- [DOCUMENT]
####################

Additional network separation can be achieved via Kubernetes Network Policies.

Additional Configuration

Override Options for New Tenants

When creating a new tenant company, you can configure the following tenant options:

  • features - Add features to a company.
  • exclude_features - Exclude features from a company.
  • allowed_users - Set the maximum number of users for a company.
curl $APISERVER_URL/system.create_company \
  -H "Content-Type: application/json" \
  -u $APISERVER_KEY:$APISERVER_SECRET \
  -d '{"name":"<TENANT_NAME>", "defaults": { "allowed_users": "10", "features": ["experiments"], "exclude_features": ["app_management", "applications", "user_management"] }}'

Global Features Limits

The following setting in clearml-values.override.yaml defines a global feature whitelist. It overrides all tenant-specific configurations, ensuring that only the listed features are available to any user in the system.

Example: Restrict all users to only the applications feature:

apiserver:
  extraEnvs:
    - name: CLEARML__services__auth__default_groups__users__features
      value: "[\"applications\"]"

####################

- [GIVEN INFORMATION]

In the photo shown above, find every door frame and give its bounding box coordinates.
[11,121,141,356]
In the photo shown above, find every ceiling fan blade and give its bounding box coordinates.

####################

- [SET TASKS]
(1) Please reproduce the tenant configuration text starting at "When creating a" and ending at "for a company.".
(2) Answer these from the tenant configuration text, one per line:
(a) Which tenant option sets the maximum number of users for a company?
(b) Which file holds the setting for the global feature whitelist?
(c) What can be used to achieve additional network separation?
The data plays no part in what comes next.

- [RESULTS OF THE TASKS]
(1)
When creating a new tenant company, you can configure the following tenant options:

  • features - Add features to a company.
  • exclude_features - Exclude features from a company.
  • allowed_users - Set the maximum number of users for a company.

(2)
(a) allowed_users
(b) clearml-values.override.yaml
(c) Kubernetes Network Policies